::: Data for the task

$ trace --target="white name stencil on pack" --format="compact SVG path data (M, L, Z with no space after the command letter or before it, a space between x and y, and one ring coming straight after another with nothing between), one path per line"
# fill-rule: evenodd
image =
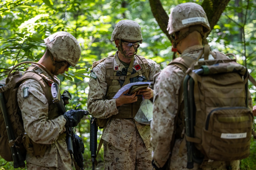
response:
M240 139L246 137L247 133L222 133L220 135L220 138L223 139Z

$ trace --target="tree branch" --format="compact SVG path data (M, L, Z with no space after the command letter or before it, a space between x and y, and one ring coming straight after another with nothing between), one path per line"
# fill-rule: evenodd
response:
M161 29L169 40L171 41L170 36L166 30L169 17L163 8L160 0L149 1L151 7L151 10L154 17L156 19Z
M170 40L170 37L166 30L169 17L163 7L160 0L149 0L153 15L163 32ZM204 0L202 4L206 13L211 29L219 20L230 0Z

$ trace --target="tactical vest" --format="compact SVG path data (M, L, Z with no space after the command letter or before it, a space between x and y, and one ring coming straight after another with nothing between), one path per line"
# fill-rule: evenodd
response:
M149 80L150 73L148 68L148 64L147 59L143 57L136 55L140 65L141 66L141 70L134 74L131 75L130 78L135 77L139 75L143 75L147 78L147 80ZM112 55L100 60L93 62L92 69L100 63L104 62L106 69L106 82L107 84L107 93L104 98L104 100L112 98L118 91L121 88L120 84L118 80L124 80L126 79L126 76L116 76L117 71L114 70L114 56ZM111 118L115 119L133 119L135 116L140 108L141 103L142 101L142 97L138 97L137 101L131 103L124 104L120 107L118 113L113 115ZM109 119L97 119L98 126L104 127L107 124Z
M27 72L23 76L28 77L33 76L33 79L39 82L47 99L49 106L48 120L52 120L57 118L61 114L59 112L57 104L52 102L53 98L51 95L50 86L53 82L42 74L42 72L39 67L37 66L29 67L27 70L28 69L32 69L32 71ZM57 140L63 138L66 136L66 134L62 133L59 136ZM51 145L35 143L29 138L26 134L24 135L22 141L27 153L31 156L43 155L47 147Z

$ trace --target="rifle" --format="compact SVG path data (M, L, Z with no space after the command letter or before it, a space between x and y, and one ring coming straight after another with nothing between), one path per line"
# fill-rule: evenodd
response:
M0 86L0 87L2 86ZM18 147L16 147L15 142L14 142L16 138L12 130L10 122L8 117L7 110L5 107L4 95L2 93L0 93L0 107L2 110L2 112L3 113L4 120L9 143L13 143L13 146L10 147L11 152L12 152L13 160L13 167L14 168L25 167L26 166L26 164L24 162L25 158L22 156L19 149Z
M90 121L90 151L91 157L92 162L92 170L94 170L94 165L96 160L96 151L97 151L97 132L98 127L96 124L97 119L92 117ZM97 163L96 163L97 165Z
M59 110L59 111L62 114L66 112L66 111L63 100L65 102L67 101L68 103L68 99L71 99L72 97L69 93L67 91L66 91L66 92L67 92L69 94L68 96L67 96L62 95L61 98L57 84L55 83L53 83L52 84L51 87L52 95L54 99L52 101L54 103L57 104ZM65 102L65 104L67 104L66 102ZM75 109L76 110L81 110L77 108L78 106L79 105L76 107ZM86 114L87 115L89 113L89 112L87 110L86 111L87 113ZM66 142L68 146L68 150L70 154L73 154L75 161L77 165L81 168L81 170L83 170L83 162L84 161L83 158L81 153L78 153L78 148L76 141L76 139L75 137L75 134L73 128L70 127L66 128Z

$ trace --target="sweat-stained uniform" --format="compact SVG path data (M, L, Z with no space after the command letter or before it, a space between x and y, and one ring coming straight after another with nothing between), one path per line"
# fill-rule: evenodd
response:
M196 59L203 50L202 46L190 47L185 50L181 57L186 56ZM214 56L209 56L209 59ZM181 69L174 65L168 66L155 80L154 92L153 119L151 125L151 144L153 151L152 158L156 164L162 167L166 162L169 153L170 144L174 131L174 117L177 115L178 107L179 89L185 74ZM182 100L184 99L182 96ZM184 108L183 108L184 109ZM181 111L184 114L184 109ZM176 139L172 152L170 169L187 169L187 148L186 145L180 155L179 149L182 139ZM239 160L231 161L233 170L239 169ZM203 162L201 165L194 163L191 169L226 170L224 161Z
M114 69L117 69L115 71L121 71L125 68L118 58L118 52L113 57ZM139 63L137 57L134 57L133 64L133 69L135 70L134 66ZM160 66L151 60L147 61L150 73L149 78L152 81L154 75L161 71ZM143 68L141 66L140 67ZM141 70L141 68L136 71L138 72ZM105 98L109 89L107 88L105 82L104 62L98 64L93 68L93 71L97 78L91 78L89 83L90 88L87 102L88 110L97 118L107 118L118 114L120 107L117 108L115 99ZM120 85L119 88L121 88ZM133 104L127 104L127 109L132 110ZM104 169L151 169L150 128L149 126L136 123L132 118L111 119L101 137L104 140ZM140 135L139 131L141 132Z
M51 79L44 70L41 69L43 72L41 74ZM54 78L59 84L59 80L56 76ZM24 98L24 90L26 88L28 88L28 96L25 93ZM28 169L72 169L71 158L65 138L58 139L65 131L66 121L57 112L53 113L54 115L48 115L49 111L54 108L52 105L49 107L48 99L39 83L32 79L25 81L19 87L17 98L25 132L34 142L47 145L43 155L32 156L27 153ZM51 120L49 120L49 116L52 117Z

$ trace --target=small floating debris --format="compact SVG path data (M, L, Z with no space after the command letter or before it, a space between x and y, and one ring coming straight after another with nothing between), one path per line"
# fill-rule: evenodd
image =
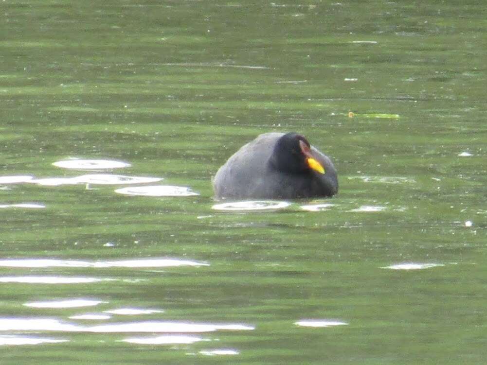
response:
M144 197L190 197L200 195L186 186L173 186L170 185L124 187L117 189L115 190L115 192L126 195Z
M110 160L66 160L53 164L57 167L75 170L96 170L122 168L131 166L130 164Z
M331 327L334 326L346 326L348 323L339 321L324 319L304 319L295 322L294 324L302 327Z
M443 264L420 264L410 262L404 264L396 264L390 266L383 266L381 269L390 269L393 270L421 270L433 267L444 266Z
M246 201L216 204L211 208L216 210L271 210L281 209L290 205L287 201Z
M471 153L469 152L463 152L461 153L459 153L458 156L460 157L469 157L471 156L473 156Z

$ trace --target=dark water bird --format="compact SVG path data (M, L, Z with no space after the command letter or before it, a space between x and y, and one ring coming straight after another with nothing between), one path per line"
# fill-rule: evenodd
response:
M330 158L296 133L266 133L243 146L213 181L218 199L329 197L338 191Z

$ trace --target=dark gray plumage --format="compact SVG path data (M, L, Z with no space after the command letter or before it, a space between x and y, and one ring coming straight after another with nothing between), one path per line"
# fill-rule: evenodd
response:
M314 198L338 191L331 160L295 133L258 136L228 159L213 183L219 199Z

::::::

**Goal**:
Update the listing by changing every "evenodd" to "nonzero" and keeping everything else the same. Leave the pictures out of your answer.

**Solution to this task**:
$ trace --target="white name stencil on pack" --format="compact SVG path data (M, L, Z with no space after the command letter or before it, a space between x and y, and one ring coming straight after another with nothing between), one path per line"
# fill-rule: nonzero
image =
response:
M240 139L246 137L247 133L222 133L220 135L220 138L223 139Z

$ trace --target="tree branch" --format="compact SVG path data (M, L, Z with no space after the command letter or before it, a space between x and y, and one ring coming straight after another with nothing between), one path per line"
# fill-rule: nonzero
response:
M161 29L169 40L171 41L170 36L166 30L169 17L163 8L160 0L149 1L151 7L151 10L154 17L156 19Z
M170 40L170 37L166 30L169 17L163 7L160 0L149 0L153 15L163 32ZM204 0L202 4L206 13L211 29L219 20L230 0Z

$ trace --target="tactical vest" --format="compact SVG path data (M, L, Z with no space after the command letter or before it, a space between x and y, and one ring coming straight after another with nothing between), one path per line"
# fill-rule: nonzero
response:
M149 80L150 73L148 68L148 64L147 59L143 57L136 55L140 65L141 66L141 70L134 74L131 75L130 78L135 77L139 75L143 75L147 78L147 80ZM112 55L100 60L93 62L92 69L100 63L104 62L106 69L106 82L107 84L107 93L104 98L104 100L112 98L118 91L121 88L120 84L118 80L124 80L126 79L126 76L116 76L117 71L114 70L114 56ZM111 118L115 119L133 119L135 116L140 108L141 103L142 101L142 97L138 97L137 101L131 103L124 104L120 107L118 113L113 115ZM109 119L97 119L98 126L104 127L107 124Z
M27 72L23 76L28 77L33 76L33 79L39 82L47 99L49 106L48 120L52 120L57 118L61 114L59 112L57 104L52 102L53 98L51 95L50 86L53 82L42 74L42 72L39 67L37 66L29 67L27 70L28 69L32 69L32 71ZM57 140L63 138L66 136L66 134L62 133L59 136ZM51 145L35 143L29 138L26 134L24 135L22 141L27 153L31 156L43 155L47 147Z

$ trace --target="rifle" --format="compact SVG path data (M, L, Z with no space after the command letter or before it, a space between x and y, and one ring coming straight after another with nothing between), one path per line"
# fill-rule: nonzero
response:
M0 86L0 87L2 86ZM18 147L16 147L15 142L14 142L16 138L12 130L10 122L8 117L7 110L5 107L4 95L2 93L0 93L0 107L2 110L2 112L3 113L4 120L9 143L13 143L13 146L10 147L11 152L12 152L13 160L13 167L14 168L25 167L26 166L26 164L24 162L25 158L22 156L19 149Z
M90 121L90 151L91 157L92 162L92 170L94 170L94 165L96 160L96 151L97 151L97 132L98 127L96 124L97 119L92 117ZM97 163L96 163L97 165Z
M59 110L59 111L62 114L66 112L66 111L63 100L65 102L67 101L68 103L68 99L71 99L72 97L69 93L67 91L66 91L66 92L67 92L69 94L68 96L67 96L62 95L61 98L57 84L55 83L53 83L52 84L51 87L52 95L54 99L52 101L54 103L57 104ZM65 102L65 104L67 104L66 102ZM75 109L76 110L81 110L77 108L78 106L79 105L76 107ZM86 114L87 115L89 113L89 112L87 110L86 111L87 113ZM66 142L68 146L68 150L70 154L73 154L75 161L77 165L81 168L81 170L83 170L83 162L84 161L83 158L81 153L78 153L78 148L76 141L76 139L75 137L75 134L73 128L70 127L66 128Z

$ trace --target="sweat-stained uniform" --format="compact SVG path data (M, L, Z with no space after the command letter or before it, a space between x and y, and one ring coming straight after another with nothing between), one path per line"
# fill-rule: nonzero
response:
M196 59L203 50L202 46L190 47L185 50L181 57L186 56ZM214 56L209 56L209 59ZM181 69L174 65L168 66L155 80L154 92L153 119L151 125L151 144L153 151L152 158L156 164L162 167L166 162L169 153L170 144L174 131L174 117L177 115L178 107L179 89L185 74ZM182 100L184 99L182 96ZM184 108L183 108L184 109ZM181 111L184 114L184 109ZM176 139L172 152L170 169L187 169L187 148L186 145L180 155L179 149L182 139ZM239 160L231 161L233 170L239 169ZM203 162L201 165L194 163L191 169L226 170L224 161Z
M114 69L117 69L115 71L121 71L125 68L118 58L118 52L113 57ZM139 63L137 57L134 57L133 64L133 69L135 70L134 66ZM160 66L151 60L147 61L150 73L149 78L152 81L154 75L161 71ZM143 68L141 66L140 67ZM141 70L141 68L136 71L138 72ZM105 98L109 89L107 88L105 82L104 62L98 64L93 68L93 71L97 78L91 78L89 83L90 88L87 102L88 110L97 118L107 118L118 114L120 107L117 108L115 99ZM120 85L119 88L121 88ZM133 104L127 104L127 109L132 110ZM104 169L151 169L150 128L149 126L136 123L132 118L111 119L101 137L104 140ZM140 135L139 131L141 132Z
M51 79L44 70L41 69L43 72L41 74ZM54 78L59 84L59 80L56 76ZM24 98L24 90L26 88L28 88L28 96L25 93ZM28 169L72 169L71 158L65 138L58 139L65 131L66 121L57 112L53 113L54 115L48 115L49 111L54 108L52 105L49 107L48 99L39 83L32 79L25 81L19 87L17 98L25 132L34 142L47 145L43 155L32 156L27 153ZM51 120L49 120L49 116L52 117Z

$ trace --target=small floating debris --format="compact SVG path data (M, L, Z with no space after the command letter or before it, a space between x and y, and one ring coming straight after another with nothing between), one path per line"
# fill-rule: nonzero
image =
response:
M144 197L190 197L200 195L186 186L173 186L170 185L124 187L117 189L115 190L115 192L126 195Z
M110 160L66 160L53 164L57 167L75 170L96 170L122 168L131 166L130 164Z
M331 327L334 326L346 326L348 323L339 321L324 319L304 319L295 322L294 324L302 327Z
M443 264L420 264L410 262L404 264L396 264L390 266L383 266L381 269L390 269L393 270L421 270L433 267L444 266Z
M246 201L216 204L211 208L216 210L271 210L281 209L290 205L287 201Z
M471 153L469 152L463 152L461 153L459 153L458 156L460 157L469 157L471 156L473 156Z

$ trace --target=dark water bird --format="compact SVG path data (M, L, Z with no space after the command letter or before it, a space between x and y, and one ring coming straight after another with nothing between), one path per line"
# fill-rule: nonzero
response:
M330 158L296 133L266 133L243 146L213 181L218 199L329 197L338 191Z

$ trace --target=dark gray plumage --format="compact SVG path data (M, L, Z with no space after the command letter or before it, a space between x and y, and one ring coming straight after another with nothing between), one path per line"
# fill-rule: nonzero
response:
M314 198L338 191L331 160L295 133L258 136L228 159L213 183L219 199Z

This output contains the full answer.